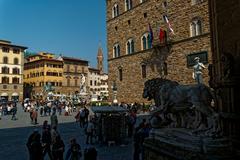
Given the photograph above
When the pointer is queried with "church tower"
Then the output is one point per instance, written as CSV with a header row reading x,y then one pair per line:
x,y
100,60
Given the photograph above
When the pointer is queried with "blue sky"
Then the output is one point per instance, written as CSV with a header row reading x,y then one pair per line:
x,y
70,27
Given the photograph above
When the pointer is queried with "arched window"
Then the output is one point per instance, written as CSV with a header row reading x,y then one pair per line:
x,y
196,27
5,80
146,41
5,70
128,5
15,61
130,46
5,60
115,10
116,50
15,80
15,71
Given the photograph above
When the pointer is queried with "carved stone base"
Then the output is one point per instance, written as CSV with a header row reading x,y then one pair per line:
x,y
180,144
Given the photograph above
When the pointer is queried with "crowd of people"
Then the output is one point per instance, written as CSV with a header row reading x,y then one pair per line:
x,y
8,108
46,108
50,143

□ □ □

_What you have to do_: Print out the records in full and exactly, dropping every picture.

_Output_:
Given the photograph above
When the pointer is queried with "church tower"
Then the output is one point per instance, written as CSV with a header row reading x,y then one pair per line:
x,y
100,60
Given the photograph above
When the pointer is queried with "blue sky"
Then the output is one point per instance, written as CSV with a header row reading x,y then one pair per line:
x,y
70,27
Given the photograph above
When the pointer is queried with "arched window"
Then the output is one point per instance, written as CSV with a header row reading x,y then one pair per line:
x,y
196,27
5,80
146,41
5,70
128,5
15,61
130,46
5,60
115,10
116,50
15,80
15,71
Given the photograph above
When the pointer is queried with "carved stone base"
Then the output is one point per instance, written as CSV with a header row reading x,y then one pair per line:
x,y
180,144
Given the photograph above
When the pointer is queried with "crowd of people"
Then the output is one point per instance, written as CSV with a header row reading x,y then one pair per line:
x,y
8,108
46,108
50,143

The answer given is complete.